### Aim of the exercise
Begin at the line containing "white sky, one" and copy each line exactly through the end of the records, leaving out what comes before.

### Data provided
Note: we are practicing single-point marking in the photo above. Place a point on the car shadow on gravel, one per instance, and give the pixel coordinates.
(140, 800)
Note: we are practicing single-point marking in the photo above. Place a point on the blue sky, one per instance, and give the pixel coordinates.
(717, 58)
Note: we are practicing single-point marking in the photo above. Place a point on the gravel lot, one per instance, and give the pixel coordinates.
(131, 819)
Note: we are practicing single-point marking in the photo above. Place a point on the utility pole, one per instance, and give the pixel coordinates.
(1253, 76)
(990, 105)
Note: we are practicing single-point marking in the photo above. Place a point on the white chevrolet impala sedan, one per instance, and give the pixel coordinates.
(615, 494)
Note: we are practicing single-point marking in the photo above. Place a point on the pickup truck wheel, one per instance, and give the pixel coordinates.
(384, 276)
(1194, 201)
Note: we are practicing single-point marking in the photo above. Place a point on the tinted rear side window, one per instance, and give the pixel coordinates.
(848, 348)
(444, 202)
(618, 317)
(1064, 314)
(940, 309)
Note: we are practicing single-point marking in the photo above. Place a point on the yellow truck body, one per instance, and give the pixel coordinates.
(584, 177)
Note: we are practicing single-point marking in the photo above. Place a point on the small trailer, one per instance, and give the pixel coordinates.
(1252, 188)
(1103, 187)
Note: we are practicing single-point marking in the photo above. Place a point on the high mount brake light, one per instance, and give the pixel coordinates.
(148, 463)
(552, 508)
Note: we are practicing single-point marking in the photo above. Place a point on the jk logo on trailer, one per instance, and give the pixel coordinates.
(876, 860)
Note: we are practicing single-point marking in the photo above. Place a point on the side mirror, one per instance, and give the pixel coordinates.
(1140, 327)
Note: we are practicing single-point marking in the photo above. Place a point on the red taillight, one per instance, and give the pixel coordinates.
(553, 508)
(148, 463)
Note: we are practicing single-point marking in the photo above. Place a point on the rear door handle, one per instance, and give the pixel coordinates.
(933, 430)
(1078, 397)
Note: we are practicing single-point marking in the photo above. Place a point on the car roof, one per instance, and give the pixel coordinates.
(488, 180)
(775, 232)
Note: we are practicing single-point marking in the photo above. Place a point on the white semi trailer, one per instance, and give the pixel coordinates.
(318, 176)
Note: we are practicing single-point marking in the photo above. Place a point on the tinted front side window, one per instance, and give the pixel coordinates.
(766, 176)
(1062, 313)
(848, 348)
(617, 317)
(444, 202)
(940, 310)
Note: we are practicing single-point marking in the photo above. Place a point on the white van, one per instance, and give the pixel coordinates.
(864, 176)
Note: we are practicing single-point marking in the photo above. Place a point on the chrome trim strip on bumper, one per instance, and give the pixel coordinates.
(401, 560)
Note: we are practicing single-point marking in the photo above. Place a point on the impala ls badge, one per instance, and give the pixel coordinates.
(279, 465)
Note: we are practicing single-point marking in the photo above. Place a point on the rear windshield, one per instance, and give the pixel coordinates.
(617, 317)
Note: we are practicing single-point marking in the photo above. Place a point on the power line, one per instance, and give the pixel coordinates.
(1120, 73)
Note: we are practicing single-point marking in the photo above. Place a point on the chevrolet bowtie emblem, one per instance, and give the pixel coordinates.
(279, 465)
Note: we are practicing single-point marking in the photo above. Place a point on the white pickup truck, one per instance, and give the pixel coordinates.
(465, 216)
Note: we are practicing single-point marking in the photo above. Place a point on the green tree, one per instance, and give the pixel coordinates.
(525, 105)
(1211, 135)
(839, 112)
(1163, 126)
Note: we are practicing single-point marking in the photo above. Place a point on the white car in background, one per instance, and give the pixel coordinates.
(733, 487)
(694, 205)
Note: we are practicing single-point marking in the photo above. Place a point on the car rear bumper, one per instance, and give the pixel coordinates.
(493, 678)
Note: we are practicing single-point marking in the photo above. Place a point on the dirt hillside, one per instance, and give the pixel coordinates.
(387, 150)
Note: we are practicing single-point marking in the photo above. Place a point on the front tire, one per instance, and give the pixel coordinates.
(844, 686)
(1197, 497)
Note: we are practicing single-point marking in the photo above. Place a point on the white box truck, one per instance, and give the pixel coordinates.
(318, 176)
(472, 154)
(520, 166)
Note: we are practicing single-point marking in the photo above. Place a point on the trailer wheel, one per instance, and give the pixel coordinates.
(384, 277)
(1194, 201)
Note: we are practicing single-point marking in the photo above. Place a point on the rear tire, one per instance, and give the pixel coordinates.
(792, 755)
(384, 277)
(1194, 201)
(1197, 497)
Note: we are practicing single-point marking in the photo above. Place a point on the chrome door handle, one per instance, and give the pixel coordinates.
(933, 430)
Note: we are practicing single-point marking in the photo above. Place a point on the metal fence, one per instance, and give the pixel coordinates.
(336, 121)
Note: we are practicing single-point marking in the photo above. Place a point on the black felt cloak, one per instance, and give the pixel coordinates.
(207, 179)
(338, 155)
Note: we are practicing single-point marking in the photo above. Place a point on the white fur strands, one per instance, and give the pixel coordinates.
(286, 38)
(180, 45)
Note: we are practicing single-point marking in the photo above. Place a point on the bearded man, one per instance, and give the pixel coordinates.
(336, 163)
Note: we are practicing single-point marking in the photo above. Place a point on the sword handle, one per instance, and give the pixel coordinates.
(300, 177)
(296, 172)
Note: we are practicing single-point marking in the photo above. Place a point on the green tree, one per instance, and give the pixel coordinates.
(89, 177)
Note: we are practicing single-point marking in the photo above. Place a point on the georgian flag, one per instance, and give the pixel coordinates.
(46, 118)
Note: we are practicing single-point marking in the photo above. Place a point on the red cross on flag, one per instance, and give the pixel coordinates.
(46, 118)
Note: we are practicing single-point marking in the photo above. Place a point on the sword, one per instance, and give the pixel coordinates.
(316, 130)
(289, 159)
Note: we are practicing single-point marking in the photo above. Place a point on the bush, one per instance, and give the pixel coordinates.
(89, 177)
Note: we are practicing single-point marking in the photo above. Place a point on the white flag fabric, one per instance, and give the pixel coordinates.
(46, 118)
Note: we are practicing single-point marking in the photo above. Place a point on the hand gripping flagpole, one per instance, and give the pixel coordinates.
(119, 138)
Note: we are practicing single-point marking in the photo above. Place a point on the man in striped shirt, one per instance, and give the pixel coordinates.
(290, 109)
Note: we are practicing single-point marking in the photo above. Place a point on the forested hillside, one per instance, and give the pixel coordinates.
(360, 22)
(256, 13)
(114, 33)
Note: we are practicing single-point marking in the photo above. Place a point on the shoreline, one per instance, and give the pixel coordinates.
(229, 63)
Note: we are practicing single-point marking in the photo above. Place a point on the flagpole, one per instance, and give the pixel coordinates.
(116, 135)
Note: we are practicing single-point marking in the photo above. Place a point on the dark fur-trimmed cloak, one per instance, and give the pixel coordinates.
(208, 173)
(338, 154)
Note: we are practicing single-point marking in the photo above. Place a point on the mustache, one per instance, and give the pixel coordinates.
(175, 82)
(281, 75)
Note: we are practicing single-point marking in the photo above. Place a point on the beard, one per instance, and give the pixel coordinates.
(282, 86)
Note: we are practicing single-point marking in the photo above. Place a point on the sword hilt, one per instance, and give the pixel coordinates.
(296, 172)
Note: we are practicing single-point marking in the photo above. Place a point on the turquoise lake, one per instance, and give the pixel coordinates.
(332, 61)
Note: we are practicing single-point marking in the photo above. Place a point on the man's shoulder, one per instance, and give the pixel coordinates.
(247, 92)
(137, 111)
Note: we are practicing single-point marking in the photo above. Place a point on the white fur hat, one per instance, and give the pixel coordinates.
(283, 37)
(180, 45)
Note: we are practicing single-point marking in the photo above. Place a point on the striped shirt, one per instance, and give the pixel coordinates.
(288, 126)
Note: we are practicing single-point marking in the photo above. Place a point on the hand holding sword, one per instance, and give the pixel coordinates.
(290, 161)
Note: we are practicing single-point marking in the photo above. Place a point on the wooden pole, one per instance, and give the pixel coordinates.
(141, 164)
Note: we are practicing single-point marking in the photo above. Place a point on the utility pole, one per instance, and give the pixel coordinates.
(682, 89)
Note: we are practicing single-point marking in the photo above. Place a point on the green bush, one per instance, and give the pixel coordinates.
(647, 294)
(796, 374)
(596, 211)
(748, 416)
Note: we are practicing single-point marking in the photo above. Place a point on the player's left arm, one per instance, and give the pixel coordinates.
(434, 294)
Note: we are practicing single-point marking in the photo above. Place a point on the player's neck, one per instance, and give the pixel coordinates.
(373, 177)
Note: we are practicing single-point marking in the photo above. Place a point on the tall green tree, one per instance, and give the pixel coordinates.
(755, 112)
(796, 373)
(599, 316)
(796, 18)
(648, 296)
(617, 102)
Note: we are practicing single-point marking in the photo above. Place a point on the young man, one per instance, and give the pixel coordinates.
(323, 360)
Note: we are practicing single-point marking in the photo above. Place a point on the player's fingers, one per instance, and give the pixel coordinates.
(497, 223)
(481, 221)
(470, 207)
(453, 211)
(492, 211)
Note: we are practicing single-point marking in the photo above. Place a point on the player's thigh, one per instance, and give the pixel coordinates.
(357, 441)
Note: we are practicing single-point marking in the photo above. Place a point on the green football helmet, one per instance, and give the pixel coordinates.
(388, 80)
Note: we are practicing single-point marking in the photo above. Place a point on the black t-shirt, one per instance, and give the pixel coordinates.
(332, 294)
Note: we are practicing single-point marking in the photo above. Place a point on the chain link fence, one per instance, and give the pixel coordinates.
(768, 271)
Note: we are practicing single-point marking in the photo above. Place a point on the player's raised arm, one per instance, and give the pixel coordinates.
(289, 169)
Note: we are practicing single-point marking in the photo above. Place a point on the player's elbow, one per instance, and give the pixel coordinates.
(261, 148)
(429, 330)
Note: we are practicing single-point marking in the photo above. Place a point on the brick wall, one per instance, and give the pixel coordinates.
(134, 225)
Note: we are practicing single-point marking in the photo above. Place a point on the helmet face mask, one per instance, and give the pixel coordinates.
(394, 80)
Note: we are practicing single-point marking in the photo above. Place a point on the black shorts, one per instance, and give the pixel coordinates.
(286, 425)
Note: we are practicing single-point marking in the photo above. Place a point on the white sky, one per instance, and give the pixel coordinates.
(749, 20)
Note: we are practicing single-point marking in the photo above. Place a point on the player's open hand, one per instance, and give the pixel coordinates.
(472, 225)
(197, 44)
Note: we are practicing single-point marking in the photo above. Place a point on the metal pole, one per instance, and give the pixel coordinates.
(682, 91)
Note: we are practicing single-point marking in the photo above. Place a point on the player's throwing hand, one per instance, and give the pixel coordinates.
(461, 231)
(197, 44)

### Output
Note: we are practicing single-point marking in the photo above. Place a point on the white sky, one per instance, and give the pixel coordinates.
(749, 20)
Note: we are practicing single-point marking in the photo above. Place a point on the player's open hand, one per instance, and give the pixel coordinates.
(472, 225)
(197, 44)
Note: we are practicing single-point marking in the photo above. Place a point on the metal pole, one per instance, and give the pixel coordinates.
(682, 91)
Note: we are practicing single-point marking in the photo above. Place a point on the player's throwing hand, one per instance, and give the pixel coordinates.
(461, 231)
(197, 44)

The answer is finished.